Luke Timothy Johnson
Fouquet, Madonna
La gran batalla religiosa de nuestro tiempo
no es la que libran creyentes y no creyentes. Está claro que ese es un
conflicto importante y ciertamente ruidoso; nunca antes las voces de los
detractores de la religión habían sido tan numerosas, fuertes o seguras
como las de nuestros ateos proselitistas de hoy.
Pero más significativa aún que esta lucha, sin embargo, es el choque en
las tradiciones religiosas. La batalla dentro de cada una de las tres
grandes religiones monoteístas es entre sus versiones exotéricas y
esotéricas. Desde mi punto de vista, la competición está tan avanzada
que ya casi está decidida. Pero eso es adelantarnos.
Como el nombre sugiere, lo exotérico se centra en las expresiones
externas de la religión. Su preocupación es el cumplimiento de los
mandamientos divinos, la práctica de rituales y la celebración de
grandes festividades. En su deseo por un credo y una práctica comunes,
su tendencia es hacia la ley religiosa, y procura crear una sociedad
moral y visible moldeada por esa ley. Formar una comunidad visible
obediente públicamente al mandato divino requiere una visión social
explícita, y la religión exotérica es abiertamente política. La meta,
después de todo, es la realización del reino de Dios como realidad
empírica; el propósito es la religión en su dimensión pública.
Lo esotérico, en cambio, ve como el objetivo de la religión no tanto la
representación externa como la experiencia interior y la devoción del
corazón; menos la liturgia pública que la búsqueda individual de Dios.
La dimensión esotérica de la religión privilegia el efecto transformador
del ascetismo y la plegaria. Busca una experiencia de lo divino más
intensa, más personal y más inmediata que las disponibles a través de la
ley o el ritual formal. El elemento esotérico en la religión encuentra
su expresión sobre todo en la mística. Los místicos persiguen la
realidad profunda de la relación entre los humanos y Dios: aspiran al
conocimiento verdadero de lo que es en sí mismo la realidad última, y
desean amor absoluto por lo que es en sí mismo infinitamente deseable.
======
Tareas por realizar =
**1)** Transcribe del texto sobre lo exotérico y lo esotérico el tramo que va desde "Pero más significativa" hasta "eso es adelantarnos.".
**2)** Responde estas preguntas a partir del texto sobre lo exotérico y lo esotérico.
(a) ¿Entre qué versiones se libra la batalla dentro de cada una de las tres grandes religiones monoteístas?
(b) ¿Cuál es la meta de la religión exotérica?
(c) ¿En qué encuentra su expresión sobre todo el elemento esotérico en la religión?

Filas del conjunto de datos de señalamiento de objetos
======
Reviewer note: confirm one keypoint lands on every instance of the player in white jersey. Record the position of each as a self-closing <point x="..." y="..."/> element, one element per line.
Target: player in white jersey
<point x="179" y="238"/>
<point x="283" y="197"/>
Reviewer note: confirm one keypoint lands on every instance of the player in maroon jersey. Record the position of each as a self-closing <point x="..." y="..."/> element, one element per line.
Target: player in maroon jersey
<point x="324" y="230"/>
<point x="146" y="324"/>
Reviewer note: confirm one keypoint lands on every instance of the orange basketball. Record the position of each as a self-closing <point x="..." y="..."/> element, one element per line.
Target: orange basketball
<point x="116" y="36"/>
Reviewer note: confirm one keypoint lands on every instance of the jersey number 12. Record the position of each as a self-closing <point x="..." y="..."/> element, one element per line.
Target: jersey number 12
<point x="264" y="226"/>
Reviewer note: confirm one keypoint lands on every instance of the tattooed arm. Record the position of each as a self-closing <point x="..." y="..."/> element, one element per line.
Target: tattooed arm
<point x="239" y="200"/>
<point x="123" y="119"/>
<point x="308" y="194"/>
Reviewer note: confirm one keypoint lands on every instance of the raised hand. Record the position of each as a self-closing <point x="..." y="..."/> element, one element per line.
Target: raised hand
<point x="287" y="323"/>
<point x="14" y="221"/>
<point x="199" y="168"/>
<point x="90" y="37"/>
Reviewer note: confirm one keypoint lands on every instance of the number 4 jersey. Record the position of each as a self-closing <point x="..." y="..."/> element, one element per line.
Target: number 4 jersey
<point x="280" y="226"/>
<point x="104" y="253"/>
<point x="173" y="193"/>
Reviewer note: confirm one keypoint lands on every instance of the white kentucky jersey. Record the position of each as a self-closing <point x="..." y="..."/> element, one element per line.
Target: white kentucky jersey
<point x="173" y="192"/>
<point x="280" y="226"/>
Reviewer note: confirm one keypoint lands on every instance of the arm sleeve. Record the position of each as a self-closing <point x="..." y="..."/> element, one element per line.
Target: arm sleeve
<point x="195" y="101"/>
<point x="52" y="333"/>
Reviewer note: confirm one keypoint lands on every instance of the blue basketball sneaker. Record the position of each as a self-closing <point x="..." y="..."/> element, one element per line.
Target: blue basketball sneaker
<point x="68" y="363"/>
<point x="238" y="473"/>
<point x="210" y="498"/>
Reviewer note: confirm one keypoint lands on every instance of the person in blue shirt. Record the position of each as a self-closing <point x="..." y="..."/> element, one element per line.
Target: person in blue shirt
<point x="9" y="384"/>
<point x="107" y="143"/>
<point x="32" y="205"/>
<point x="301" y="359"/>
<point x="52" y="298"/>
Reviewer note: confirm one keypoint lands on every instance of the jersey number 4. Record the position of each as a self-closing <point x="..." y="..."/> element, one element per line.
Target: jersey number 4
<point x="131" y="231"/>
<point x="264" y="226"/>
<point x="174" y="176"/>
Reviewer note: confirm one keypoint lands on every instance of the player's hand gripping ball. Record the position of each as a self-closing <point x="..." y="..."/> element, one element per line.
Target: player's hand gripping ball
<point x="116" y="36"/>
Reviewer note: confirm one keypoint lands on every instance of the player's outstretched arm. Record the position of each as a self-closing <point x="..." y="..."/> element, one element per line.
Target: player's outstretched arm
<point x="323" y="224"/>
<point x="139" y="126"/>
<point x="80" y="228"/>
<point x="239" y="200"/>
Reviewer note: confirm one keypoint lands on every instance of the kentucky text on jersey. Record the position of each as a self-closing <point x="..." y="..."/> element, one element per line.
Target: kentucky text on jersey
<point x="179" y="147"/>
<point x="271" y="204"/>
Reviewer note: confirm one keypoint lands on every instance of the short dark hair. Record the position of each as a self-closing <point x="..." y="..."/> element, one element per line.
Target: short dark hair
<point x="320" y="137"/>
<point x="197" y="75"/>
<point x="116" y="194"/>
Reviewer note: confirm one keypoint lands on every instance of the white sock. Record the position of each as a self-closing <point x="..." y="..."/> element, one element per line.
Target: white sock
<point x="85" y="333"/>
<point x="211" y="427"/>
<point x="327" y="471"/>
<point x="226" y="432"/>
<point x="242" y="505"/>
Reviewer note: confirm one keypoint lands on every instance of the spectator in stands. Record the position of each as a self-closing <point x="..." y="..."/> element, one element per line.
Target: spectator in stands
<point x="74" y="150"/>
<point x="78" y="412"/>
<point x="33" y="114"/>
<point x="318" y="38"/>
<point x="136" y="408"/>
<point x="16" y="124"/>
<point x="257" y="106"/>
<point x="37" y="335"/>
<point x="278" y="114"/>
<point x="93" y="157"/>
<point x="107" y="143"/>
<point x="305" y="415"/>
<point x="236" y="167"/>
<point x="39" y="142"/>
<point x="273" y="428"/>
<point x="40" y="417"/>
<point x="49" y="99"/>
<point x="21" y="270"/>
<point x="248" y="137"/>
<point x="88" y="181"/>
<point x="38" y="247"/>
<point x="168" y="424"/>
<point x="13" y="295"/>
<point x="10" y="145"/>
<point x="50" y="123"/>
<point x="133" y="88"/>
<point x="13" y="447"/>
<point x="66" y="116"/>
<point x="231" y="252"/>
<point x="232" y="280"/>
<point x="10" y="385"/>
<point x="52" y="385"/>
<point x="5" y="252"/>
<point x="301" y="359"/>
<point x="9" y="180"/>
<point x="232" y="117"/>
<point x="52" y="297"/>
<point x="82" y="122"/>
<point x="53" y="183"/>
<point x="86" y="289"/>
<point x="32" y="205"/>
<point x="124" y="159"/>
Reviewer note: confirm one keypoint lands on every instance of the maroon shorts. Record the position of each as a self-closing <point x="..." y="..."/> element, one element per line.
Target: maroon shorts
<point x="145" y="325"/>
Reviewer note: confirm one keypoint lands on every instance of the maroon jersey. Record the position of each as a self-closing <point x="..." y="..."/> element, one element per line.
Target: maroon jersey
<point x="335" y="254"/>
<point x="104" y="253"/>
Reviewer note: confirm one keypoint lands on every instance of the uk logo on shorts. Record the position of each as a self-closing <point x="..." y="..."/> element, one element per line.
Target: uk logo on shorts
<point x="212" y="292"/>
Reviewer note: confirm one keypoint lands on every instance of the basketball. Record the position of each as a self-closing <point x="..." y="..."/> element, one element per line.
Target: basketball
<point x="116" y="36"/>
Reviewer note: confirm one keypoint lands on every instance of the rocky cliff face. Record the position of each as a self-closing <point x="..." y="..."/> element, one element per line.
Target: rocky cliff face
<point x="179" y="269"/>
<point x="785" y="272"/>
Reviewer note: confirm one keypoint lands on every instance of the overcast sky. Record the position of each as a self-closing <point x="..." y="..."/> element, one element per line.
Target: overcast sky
======
Respuestas por tarea =
**1)**
Pero más significativa aún que esta lucha, sin embargo, es el choque en
las tradiciones religiosas. La batalla dentro de cada una de las tres
grandes religiones monoteístas es entre sus versiones exotéricas y
esotéricas. Desde mi punto de vista, la competición está tan avanzada
que ya casi está decidida. Pero eso es adelantarnos.

**2)**
(a) Entre sus versiones exotéricas y esotéricas.
(b) La realización del reino de Dios como realidad empírica.
(c) En la mística.